- Text passage:

=-=-=-=-=

Chaddock's team skates in the parking lot of an abandoned warehouse on the outskirts of Bakersfield, Calif., where, she says, she has yet to encounter the Riddler and his henchmen plotting a diabolical takeover of Gotham City. But it's proof you can choose up sides and play almost anywhere, which might explain why flat track is blooming, and traditional, banked-tracked roller derby is withering away in TV archives.

Another difference between flat track, according to recently engaged Jillian Pearse (roller girl name: Cee Cee Sickness) of Edmonton, Alberta, and the TV archetype ("If you're still available, Randi Whitman, call me") is that when you see Pearse flying through the infield on her keister, it's not theatrically enhanced. Those are real knees and real elbows, taking divots out of real shins and real ribs. The scoring is legit, not contrived.

Pearse, who had just finished getting kneed and elbowed up and down Fremont Street, toward where that Carl Ferris guy plays the saxophone, watched with me as a referee removed the masking tape "track" with one hand while holding a giant 24-ounce can of Modelo beer in the other.

"That's why I left my ring at home," she said.

"You mean the beer and the parties?" I said.

No, she said. The knees and the elbows.

"I didn't want to break it."

Pearse, 28, said this was her second RollerCon, but after coming to last year's to learn, she planned this year to play.

And yet, when I poked my head into a seminar the next day during which a Wrigley Field beer vendor calling herself Val Capone and Jerry Setzer, son of Leo Setzer, the original old school roller derby promoter, were telling a captive audience of roller girls that if they lose the fishnets and the deviant monikers and maybe a third of the tattoos, the best of their lot could evolve into family-oriented sport worthy of a television contract, there was Pearse, front-row center, scribbling furiously in the margins of her notebook.

Billy Idol, as far as I could tell, had left the building.

=-=-=-=-=

(Location annotation items)
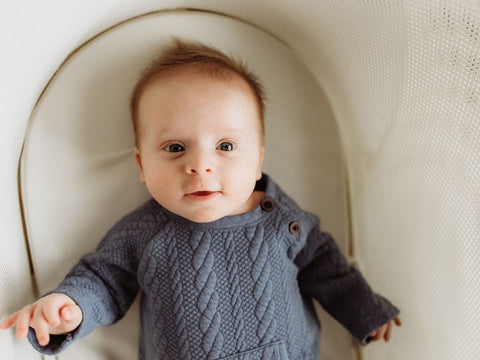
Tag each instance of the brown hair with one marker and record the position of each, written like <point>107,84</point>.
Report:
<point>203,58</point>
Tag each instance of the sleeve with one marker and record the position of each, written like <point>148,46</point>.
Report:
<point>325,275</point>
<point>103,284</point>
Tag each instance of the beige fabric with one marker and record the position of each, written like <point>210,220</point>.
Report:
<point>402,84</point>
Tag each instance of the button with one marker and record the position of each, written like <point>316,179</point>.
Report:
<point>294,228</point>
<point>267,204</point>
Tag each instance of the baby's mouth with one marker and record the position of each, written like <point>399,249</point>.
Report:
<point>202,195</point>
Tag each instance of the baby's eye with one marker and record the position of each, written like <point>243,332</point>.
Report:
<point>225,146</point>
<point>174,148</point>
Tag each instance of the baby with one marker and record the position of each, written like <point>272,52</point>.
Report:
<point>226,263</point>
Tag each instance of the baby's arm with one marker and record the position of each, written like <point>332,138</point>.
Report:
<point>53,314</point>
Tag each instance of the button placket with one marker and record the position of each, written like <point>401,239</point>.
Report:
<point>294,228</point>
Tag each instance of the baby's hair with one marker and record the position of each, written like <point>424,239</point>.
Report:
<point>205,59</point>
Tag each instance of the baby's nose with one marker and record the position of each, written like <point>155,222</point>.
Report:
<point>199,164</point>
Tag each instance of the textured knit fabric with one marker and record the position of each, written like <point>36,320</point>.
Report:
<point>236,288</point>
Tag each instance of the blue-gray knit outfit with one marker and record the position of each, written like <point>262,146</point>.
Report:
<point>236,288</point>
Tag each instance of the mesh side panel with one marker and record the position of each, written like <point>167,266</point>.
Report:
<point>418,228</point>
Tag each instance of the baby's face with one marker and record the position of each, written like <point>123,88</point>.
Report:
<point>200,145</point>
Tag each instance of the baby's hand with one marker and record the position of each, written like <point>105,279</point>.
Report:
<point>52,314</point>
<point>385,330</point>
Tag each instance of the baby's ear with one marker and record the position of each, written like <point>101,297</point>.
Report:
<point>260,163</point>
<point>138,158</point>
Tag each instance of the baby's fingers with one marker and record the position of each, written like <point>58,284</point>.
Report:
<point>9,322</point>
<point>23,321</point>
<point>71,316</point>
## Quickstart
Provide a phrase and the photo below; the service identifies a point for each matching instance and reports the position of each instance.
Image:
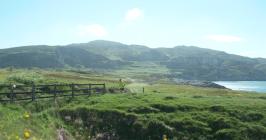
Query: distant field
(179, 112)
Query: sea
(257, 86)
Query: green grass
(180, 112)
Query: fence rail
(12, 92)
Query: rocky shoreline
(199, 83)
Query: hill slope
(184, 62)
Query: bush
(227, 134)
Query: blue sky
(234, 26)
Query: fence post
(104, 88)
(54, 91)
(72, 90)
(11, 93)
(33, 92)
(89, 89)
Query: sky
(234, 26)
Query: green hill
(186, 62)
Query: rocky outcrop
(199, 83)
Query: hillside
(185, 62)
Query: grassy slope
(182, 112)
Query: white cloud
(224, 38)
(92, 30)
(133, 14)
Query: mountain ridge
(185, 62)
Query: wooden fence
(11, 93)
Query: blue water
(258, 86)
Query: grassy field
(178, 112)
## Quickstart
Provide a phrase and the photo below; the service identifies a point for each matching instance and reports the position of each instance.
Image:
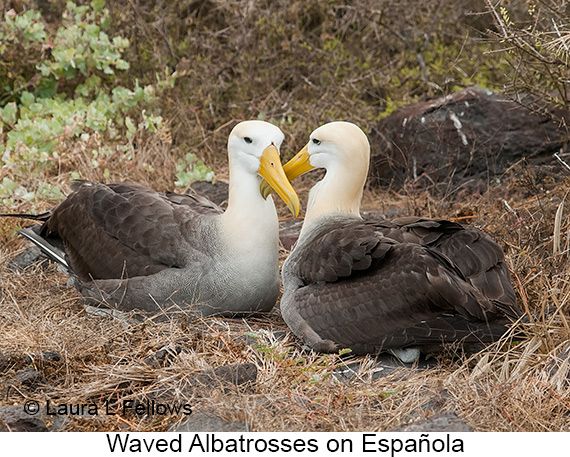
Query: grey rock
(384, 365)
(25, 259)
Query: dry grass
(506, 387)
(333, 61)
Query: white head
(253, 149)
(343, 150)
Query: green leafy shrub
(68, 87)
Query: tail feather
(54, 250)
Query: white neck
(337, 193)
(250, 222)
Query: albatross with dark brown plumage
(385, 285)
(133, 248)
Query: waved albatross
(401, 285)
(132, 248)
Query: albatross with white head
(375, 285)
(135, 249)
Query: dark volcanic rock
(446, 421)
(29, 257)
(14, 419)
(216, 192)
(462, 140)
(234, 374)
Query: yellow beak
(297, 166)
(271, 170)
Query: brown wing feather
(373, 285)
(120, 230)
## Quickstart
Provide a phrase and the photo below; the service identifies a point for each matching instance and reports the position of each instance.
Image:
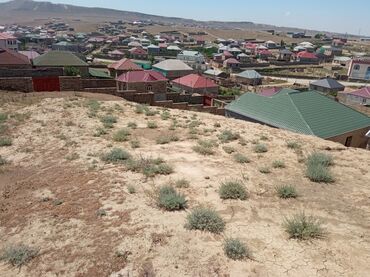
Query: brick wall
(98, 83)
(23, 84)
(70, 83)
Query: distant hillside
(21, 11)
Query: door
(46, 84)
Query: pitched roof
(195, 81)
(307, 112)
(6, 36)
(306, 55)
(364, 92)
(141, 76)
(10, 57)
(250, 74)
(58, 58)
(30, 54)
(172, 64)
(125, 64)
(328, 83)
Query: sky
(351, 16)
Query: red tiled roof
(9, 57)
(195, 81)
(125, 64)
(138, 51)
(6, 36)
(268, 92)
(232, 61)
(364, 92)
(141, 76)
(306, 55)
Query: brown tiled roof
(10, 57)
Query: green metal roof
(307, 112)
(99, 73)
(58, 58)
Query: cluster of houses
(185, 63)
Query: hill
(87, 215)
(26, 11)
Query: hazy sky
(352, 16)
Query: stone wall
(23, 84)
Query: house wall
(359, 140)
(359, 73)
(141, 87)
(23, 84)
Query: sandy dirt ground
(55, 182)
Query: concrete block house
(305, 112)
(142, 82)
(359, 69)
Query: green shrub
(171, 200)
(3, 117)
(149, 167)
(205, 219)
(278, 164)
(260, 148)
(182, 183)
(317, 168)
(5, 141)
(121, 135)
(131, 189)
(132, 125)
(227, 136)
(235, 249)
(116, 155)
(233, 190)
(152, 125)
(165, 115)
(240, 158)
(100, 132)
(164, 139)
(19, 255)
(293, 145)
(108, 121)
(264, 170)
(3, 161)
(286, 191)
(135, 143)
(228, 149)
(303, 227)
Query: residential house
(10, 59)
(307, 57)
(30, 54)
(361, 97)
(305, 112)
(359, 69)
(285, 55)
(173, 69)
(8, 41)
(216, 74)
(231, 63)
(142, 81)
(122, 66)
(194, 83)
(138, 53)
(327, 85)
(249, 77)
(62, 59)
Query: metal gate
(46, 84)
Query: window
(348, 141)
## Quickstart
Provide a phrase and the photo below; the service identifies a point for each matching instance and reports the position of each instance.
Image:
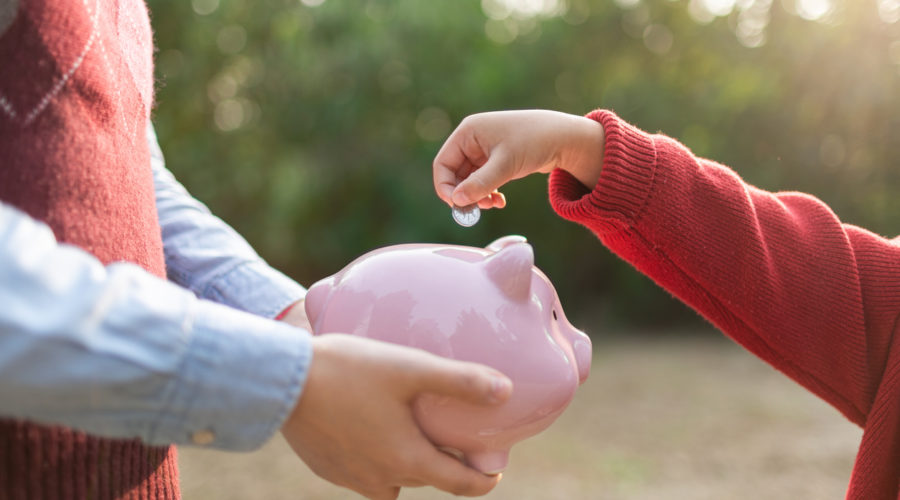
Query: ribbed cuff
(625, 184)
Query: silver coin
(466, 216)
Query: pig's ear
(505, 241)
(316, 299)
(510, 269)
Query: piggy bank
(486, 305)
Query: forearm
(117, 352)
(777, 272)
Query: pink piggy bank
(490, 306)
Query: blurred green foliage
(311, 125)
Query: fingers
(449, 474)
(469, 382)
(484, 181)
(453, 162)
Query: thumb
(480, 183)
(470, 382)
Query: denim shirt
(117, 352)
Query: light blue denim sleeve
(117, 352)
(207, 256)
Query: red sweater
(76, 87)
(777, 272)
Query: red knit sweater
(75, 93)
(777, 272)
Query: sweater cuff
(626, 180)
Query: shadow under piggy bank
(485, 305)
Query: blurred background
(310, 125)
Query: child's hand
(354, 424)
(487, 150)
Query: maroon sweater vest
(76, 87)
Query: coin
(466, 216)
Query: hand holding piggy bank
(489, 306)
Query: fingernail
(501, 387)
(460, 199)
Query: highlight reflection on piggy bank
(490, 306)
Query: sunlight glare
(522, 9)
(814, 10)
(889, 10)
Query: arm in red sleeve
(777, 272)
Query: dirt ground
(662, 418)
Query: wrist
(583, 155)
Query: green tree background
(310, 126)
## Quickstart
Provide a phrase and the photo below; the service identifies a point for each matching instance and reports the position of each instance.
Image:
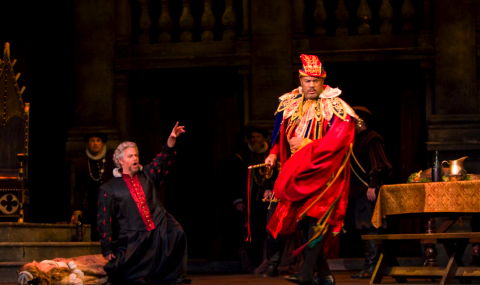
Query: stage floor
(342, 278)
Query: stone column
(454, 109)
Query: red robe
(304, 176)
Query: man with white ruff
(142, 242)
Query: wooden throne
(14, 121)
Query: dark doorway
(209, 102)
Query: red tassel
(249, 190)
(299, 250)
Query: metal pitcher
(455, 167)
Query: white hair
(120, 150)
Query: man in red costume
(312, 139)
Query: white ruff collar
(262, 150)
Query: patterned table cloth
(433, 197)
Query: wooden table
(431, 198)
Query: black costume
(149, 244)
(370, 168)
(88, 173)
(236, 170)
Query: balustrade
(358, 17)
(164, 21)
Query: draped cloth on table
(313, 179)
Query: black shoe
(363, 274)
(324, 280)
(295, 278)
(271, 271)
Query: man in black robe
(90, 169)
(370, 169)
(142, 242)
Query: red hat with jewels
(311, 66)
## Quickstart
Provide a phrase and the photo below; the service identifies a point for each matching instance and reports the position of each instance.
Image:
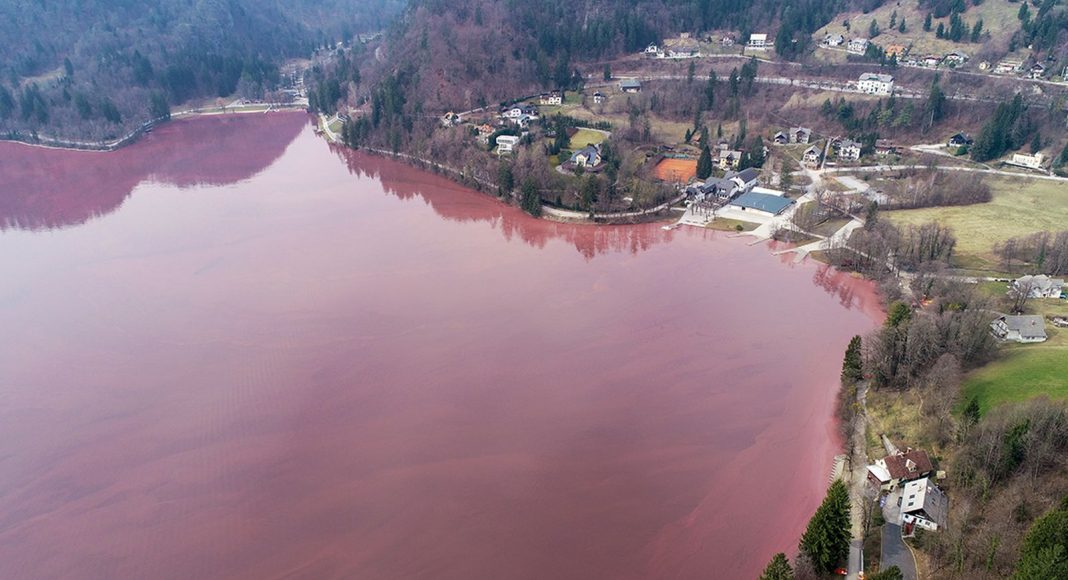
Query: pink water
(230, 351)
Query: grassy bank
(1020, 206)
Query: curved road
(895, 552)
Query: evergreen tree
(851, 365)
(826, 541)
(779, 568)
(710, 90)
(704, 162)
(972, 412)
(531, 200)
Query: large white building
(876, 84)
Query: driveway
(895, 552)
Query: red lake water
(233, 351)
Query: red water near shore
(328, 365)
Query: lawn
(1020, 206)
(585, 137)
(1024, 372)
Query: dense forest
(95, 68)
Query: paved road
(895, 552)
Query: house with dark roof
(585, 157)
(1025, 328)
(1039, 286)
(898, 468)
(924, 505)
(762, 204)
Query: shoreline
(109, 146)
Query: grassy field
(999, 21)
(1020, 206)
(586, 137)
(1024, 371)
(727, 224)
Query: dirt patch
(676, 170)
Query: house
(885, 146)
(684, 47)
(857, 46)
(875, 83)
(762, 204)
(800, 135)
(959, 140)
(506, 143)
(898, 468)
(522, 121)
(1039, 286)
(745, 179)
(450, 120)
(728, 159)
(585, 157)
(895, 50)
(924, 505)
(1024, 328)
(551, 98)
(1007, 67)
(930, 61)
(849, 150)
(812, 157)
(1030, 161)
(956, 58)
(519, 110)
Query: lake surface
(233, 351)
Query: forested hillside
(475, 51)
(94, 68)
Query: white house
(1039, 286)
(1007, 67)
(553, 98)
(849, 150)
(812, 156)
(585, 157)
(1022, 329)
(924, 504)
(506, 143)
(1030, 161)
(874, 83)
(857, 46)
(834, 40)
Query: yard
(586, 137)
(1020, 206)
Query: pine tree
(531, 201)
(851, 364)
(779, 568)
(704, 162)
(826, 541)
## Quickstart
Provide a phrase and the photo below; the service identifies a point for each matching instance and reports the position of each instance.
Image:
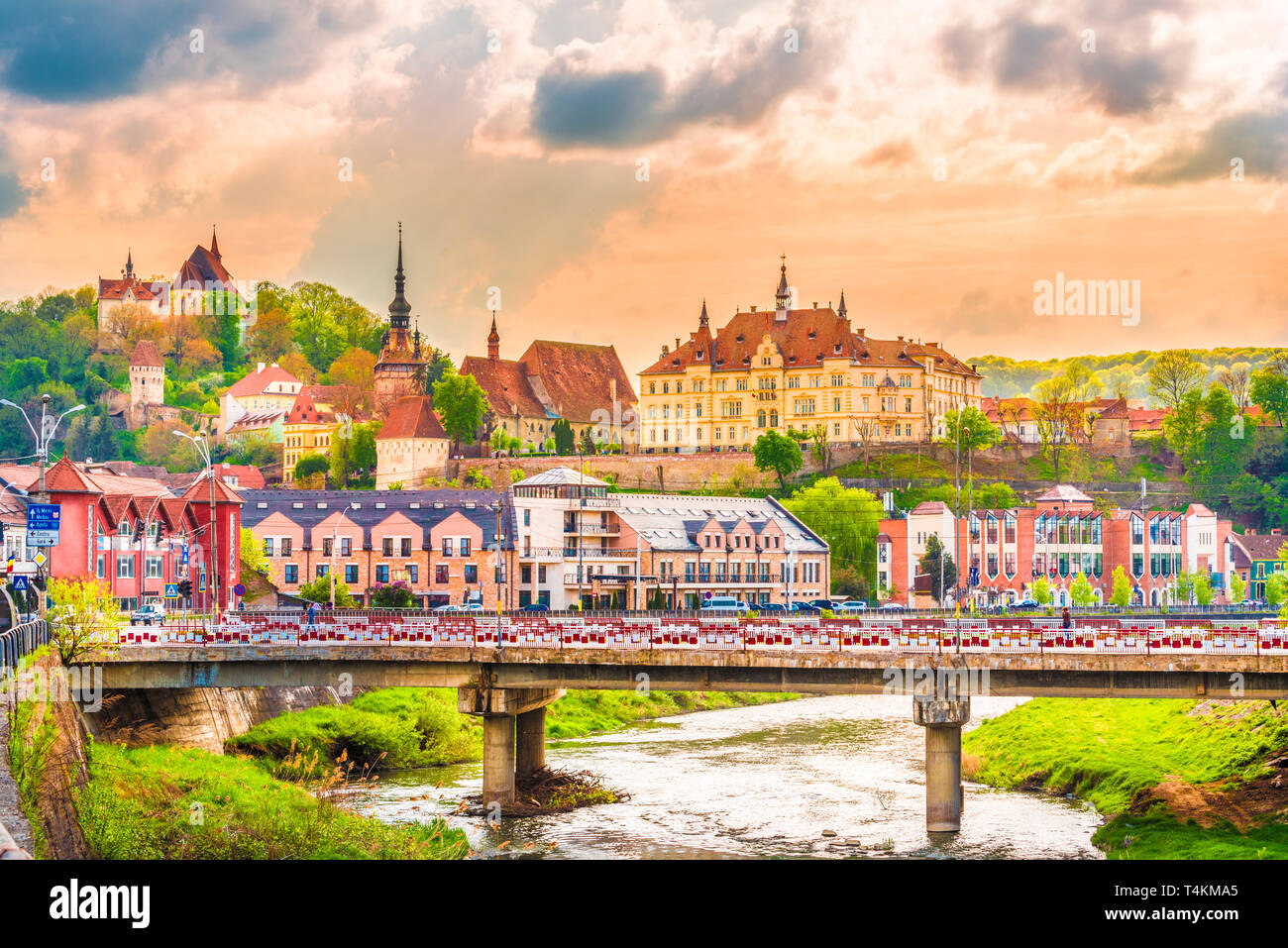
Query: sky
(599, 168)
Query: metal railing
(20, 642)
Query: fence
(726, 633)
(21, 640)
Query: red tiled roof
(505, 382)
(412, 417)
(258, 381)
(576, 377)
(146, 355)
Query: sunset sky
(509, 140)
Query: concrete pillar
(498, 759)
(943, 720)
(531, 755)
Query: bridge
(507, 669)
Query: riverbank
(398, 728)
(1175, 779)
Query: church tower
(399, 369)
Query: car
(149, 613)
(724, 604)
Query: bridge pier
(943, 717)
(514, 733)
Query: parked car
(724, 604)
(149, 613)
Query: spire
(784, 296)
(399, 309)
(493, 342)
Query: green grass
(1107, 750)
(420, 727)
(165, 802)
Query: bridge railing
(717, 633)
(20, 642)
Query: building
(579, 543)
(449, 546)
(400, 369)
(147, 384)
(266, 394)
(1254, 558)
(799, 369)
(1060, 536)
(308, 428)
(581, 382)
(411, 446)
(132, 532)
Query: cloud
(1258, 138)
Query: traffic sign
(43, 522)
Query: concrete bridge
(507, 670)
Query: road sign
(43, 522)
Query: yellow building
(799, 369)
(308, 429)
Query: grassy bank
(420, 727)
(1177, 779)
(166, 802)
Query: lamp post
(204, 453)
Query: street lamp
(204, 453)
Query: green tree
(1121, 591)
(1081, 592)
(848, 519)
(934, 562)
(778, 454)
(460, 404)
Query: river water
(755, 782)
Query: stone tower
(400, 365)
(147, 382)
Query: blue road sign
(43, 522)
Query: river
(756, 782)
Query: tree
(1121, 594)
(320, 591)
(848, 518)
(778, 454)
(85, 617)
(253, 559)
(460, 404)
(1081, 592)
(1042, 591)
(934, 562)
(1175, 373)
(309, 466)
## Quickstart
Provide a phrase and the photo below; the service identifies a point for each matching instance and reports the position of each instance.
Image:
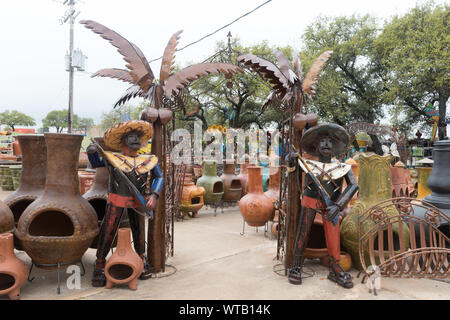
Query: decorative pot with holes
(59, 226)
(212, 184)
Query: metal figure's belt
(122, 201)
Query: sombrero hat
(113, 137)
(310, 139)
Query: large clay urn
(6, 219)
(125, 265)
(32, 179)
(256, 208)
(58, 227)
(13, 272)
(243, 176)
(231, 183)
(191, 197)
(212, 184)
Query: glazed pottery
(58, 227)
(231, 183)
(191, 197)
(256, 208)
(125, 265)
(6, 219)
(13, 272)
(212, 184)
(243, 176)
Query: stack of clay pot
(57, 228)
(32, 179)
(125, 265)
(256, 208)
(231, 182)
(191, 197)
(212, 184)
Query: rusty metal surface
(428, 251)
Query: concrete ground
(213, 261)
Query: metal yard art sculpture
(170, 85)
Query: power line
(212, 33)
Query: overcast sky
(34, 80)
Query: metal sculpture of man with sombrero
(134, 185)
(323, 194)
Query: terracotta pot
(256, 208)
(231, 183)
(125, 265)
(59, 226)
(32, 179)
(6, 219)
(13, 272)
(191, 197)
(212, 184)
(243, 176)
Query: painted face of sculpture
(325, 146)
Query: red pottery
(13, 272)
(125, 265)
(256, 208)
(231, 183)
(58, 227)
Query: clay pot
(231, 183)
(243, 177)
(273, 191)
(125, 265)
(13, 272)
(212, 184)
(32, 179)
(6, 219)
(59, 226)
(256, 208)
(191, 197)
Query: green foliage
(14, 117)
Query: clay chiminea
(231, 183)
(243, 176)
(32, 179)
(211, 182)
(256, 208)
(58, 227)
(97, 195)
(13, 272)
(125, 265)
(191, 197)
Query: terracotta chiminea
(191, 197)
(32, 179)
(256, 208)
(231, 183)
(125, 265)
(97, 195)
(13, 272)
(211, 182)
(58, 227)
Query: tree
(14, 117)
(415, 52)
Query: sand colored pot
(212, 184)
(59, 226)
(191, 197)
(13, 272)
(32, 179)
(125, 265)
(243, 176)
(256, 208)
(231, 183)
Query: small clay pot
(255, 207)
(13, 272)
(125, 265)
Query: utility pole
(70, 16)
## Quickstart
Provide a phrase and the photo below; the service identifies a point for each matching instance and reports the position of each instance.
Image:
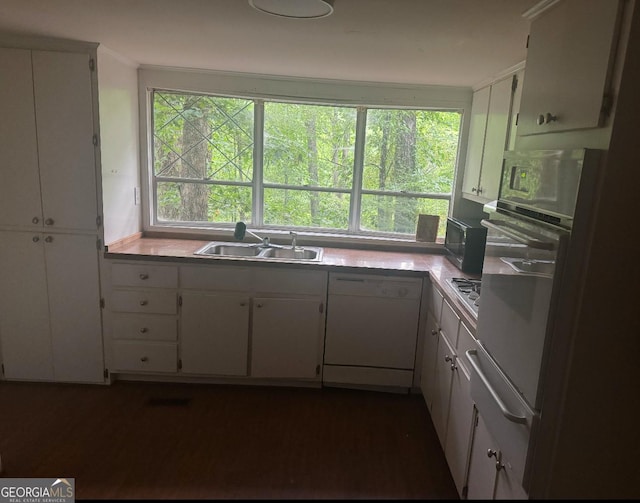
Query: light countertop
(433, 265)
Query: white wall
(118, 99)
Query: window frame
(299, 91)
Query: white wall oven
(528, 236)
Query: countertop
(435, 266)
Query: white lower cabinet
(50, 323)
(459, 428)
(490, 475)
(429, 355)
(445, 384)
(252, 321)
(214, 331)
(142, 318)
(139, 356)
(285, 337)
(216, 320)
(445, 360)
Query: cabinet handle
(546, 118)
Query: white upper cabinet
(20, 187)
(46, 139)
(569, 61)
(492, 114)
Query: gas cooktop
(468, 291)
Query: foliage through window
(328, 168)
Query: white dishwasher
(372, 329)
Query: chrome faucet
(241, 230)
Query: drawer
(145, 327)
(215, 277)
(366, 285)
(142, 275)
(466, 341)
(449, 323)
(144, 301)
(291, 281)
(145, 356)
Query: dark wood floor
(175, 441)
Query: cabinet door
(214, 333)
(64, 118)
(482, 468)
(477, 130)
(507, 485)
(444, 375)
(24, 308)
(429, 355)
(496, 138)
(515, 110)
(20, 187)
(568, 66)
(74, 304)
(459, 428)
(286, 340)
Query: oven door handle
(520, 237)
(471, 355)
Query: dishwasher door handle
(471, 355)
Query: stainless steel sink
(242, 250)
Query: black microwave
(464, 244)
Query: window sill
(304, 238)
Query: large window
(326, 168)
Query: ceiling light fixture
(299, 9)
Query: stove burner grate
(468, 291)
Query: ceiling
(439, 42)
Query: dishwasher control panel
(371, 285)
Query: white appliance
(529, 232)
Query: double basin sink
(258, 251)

=-=-=-=-=

- Required task: Rewrite the roller derby text, beginning at the words "No, she said." and stopping after "left the building.", and switch "notebook" to "notepad".

- Answer below:
No, she said. The knees and the elbows.

"I didn't want to break it."

Pearse, 28, said this was her second RollerCon, but after coming to last year's to learn, she planned this year to play.

And yet, when I poked my head into a seminar the next day during which a Wrigley Field beer vendor calling herself Val Capone and Jerry Setzer, son of Leo Setzer, the original old school roller derby promoter, were telling a captive audience of roller girls that if they lose the fishnets and the deviant monikers and maybe a third of the tattoos, the best of their lot could evolve into family-oriented sport worthy of a television contract, there was Pearse, front-row center, scribbling furiously in the margins of her notepad.

Billy Idol, as far as I could tell, had left the building.